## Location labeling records
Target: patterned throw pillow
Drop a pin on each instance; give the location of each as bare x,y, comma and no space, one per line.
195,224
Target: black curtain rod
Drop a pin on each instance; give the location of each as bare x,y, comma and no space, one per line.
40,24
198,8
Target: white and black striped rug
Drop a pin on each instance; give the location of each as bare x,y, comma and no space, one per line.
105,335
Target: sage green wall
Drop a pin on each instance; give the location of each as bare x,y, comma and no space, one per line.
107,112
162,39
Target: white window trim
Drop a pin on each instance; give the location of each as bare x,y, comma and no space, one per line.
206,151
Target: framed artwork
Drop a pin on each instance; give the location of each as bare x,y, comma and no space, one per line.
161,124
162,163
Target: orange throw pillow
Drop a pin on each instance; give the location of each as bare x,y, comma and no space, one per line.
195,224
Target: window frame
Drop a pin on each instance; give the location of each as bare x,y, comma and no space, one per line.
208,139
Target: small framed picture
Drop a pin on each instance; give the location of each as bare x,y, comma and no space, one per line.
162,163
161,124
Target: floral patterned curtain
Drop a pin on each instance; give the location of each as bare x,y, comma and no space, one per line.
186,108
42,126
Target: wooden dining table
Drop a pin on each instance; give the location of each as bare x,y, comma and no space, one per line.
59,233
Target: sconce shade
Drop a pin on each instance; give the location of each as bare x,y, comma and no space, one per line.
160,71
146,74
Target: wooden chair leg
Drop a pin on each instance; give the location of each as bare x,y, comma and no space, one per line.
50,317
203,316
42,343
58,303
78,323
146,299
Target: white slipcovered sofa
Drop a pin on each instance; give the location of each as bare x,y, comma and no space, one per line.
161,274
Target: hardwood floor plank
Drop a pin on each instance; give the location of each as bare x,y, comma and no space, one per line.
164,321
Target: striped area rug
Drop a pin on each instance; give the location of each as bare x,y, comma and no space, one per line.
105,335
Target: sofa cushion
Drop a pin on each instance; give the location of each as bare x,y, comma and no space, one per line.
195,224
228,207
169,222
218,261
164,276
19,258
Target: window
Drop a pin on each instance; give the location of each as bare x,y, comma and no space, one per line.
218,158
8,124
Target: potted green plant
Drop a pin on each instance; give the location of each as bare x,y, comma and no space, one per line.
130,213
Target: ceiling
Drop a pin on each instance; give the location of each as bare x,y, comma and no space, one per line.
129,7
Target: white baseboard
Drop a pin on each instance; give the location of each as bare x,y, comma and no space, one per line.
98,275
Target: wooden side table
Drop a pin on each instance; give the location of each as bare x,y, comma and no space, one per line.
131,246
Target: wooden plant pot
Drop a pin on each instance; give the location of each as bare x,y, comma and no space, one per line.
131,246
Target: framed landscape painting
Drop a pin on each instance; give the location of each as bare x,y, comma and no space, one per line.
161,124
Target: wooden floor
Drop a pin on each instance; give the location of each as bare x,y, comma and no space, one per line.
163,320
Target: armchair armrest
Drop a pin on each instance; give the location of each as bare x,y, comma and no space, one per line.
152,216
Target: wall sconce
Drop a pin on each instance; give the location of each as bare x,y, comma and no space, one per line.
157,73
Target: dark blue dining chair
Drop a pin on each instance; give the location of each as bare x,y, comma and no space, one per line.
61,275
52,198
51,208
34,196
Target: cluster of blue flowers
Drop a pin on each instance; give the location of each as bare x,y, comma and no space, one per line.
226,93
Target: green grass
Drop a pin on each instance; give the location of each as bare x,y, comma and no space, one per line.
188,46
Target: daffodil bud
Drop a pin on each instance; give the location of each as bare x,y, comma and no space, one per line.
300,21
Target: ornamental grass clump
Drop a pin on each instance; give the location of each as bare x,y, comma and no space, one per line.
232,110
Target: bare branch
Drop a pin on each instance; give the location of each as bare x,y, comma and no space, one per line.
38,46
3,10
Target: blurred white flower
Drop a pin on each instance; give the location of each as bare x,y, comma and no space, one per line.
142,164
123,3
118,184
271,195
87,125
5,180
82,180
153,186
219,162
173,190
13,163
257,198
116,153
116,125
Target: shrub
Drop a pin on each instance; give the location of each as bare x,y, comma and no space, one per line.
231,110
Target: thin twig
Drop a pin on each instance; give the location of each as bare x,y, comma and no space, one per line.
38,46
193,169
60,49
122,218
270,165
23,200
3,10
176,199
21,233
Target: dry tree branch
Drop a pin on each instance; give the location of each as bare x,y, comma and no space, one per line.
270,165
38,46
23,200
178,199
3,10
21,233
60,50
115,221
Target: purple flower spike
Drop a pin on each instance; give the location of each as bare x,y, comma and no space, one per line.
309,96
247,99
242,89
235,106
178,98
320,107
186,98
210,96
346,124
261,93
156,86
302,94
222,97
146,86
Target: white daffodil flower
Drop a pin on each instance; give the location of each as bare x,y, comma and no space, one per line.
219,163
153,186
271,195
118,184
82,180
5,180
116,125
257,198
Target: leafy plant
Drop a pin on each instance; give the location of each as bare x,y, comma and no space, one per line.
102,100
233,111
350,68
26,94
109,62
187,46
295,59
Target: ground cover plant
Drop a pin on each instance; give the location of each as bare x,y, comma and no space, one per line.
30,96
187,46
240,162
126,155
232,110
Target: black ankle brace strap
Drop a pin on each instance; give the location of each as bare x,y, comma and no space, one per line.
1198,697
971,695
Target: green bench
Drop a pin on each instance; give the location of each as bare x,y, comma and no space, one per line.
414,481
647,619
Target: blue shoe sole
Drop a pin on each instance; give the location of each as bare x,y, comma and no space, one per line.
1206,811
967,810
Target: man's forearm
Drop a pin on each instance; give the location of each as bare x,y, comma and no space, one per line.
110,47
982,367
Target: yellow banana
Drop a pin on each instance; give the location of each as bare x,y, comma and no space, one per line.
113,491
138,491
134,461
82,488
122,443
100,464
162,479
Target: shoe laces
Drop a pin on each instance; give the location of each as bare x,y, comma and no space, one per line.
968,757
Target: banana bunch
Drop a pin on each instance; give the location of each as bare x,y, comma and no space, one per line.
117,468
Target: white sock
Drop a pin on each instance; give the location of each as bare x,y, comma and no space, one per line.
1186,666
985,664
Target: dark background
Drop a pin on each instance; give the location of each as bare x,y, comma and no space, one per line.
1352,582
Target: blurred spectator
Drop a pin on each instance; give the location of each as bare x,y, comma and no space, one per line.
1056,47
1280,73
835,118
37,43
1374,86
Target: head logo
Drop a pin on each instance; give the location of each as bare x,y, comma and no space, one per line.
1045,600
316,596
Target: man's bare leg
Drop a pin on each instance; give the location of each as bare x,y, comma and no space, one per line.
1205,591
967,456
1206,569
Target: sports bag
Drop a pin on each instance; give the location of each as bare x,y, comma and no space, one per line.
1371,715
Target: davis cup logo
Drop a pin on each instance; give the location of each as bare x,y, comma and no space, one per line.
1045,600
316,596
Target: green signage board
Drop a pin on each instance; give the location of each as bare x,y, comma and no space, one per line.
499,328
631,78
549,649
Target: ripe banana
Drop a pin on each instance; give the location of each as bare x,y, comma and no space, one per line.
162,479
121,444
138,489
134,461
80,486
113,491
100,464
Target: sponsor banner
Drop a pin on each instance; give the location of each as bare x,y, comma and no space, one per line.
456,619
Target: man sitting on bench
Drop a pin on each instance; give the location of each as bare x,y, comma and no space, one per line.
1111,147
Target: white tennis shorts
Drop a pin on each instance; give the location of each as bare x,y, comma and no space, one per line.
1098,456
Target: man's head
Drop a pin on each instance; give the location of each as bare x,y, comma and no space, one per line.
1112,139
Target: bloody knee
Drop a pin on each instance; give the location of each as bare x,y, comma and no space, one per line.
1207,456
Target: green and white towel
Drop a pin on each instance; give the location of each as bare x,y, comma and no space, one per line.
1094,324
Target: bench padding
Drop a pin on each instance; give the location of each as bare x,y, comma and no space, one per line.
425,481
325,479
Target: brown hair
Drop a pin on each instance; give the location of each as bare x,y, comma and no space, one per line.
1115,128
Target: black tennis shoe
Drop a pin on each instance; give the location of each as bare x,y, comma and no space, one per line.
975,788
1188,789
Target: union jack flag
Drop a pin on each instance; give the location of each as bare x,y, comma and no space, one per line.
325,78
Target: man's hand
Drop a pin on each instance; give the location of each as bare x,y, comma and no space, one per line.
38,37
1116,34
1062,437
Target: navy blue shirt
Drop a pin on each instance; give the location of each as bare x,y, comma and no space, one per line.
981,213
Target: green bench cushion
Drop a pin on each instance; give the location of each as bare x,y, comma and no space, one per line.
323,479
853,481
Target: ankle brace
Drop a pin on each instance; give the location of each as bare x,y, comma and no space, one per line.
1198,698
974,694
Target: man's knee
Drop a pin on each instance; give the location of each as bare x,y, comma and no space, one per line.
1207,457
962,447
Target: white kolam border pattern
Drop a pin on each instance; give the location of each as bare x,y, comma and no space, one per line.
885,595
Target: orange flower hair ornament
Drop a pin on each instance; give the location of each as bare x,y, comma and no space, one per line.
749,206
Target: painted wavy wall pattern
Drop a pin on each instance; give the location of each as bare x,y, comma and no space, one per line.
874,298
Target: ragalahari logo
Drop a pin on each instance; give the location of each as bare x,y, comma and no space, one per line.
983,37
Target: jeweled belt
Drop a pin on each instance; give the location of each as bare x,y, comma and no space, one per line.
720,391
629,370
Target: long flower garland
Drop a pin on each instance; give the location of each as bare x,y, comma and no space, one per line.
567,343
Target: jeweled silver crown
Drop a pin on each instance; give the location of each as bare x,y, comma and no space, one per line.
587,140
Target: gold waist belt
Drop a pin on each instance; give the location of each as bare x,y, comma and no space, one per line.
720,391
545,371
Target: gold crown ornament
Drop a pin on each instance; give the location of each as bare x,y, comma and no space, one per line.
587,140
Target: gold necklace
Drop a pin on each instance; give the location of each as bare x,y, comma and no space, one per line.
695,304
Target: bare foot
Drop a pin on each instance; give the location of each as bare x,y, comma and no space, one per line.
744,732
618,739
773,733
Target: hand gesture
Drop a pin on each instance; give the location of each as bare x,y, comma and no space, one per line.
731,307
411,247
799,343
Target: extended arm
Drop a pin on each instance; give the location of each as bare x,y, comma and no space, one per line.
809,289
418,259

## GOAL
Nothing outside the span should appear: transcribe the lines from the one containing "Target: jeweled belt" through the last line of the records.

## TASK SOLUTION
Target: jeweled belt
Drop a pin on each instance; give the location of each as bare x,y, comma and no space, one per line.
720,391
629,370
Target: long flower garland
Drop a pin on each instance; give the location of each as bare x,y, comma and no space, one per line.
567,343
Target: jeweled silver crown
Drop a pin on each instance; give the location of each as bare x,y, comma and no space, one per line.
587,140
Target: gold waist belt
Drop a pin on each instance; give the location of each as bare x,y, comma and no space, one per line.
720,391
545,371
Target: gold crown ornament
Drop a pin on each instance; give the location of each as bare x,y, comma and no space, one per line.
587,140
Target: gold necklace
Drop a pin on each instance; give the location of each as bare x,y, comma and no space, one per line.
695,304
Target: bare foot
Drop a pin on each instance; give the location of each as bare x,y, comma and no space, one per line.
744,732
618,739
773,733
Target: hand gesture
Drop a pin on each instance; give the location of each as bare x,y, comma and no space, one per line.
731,307
411,247
799,343
Target: extended arm
Drop a pin on each instance; give the location of each as bare x,y, comma and no space, one per line.
809,289
418,259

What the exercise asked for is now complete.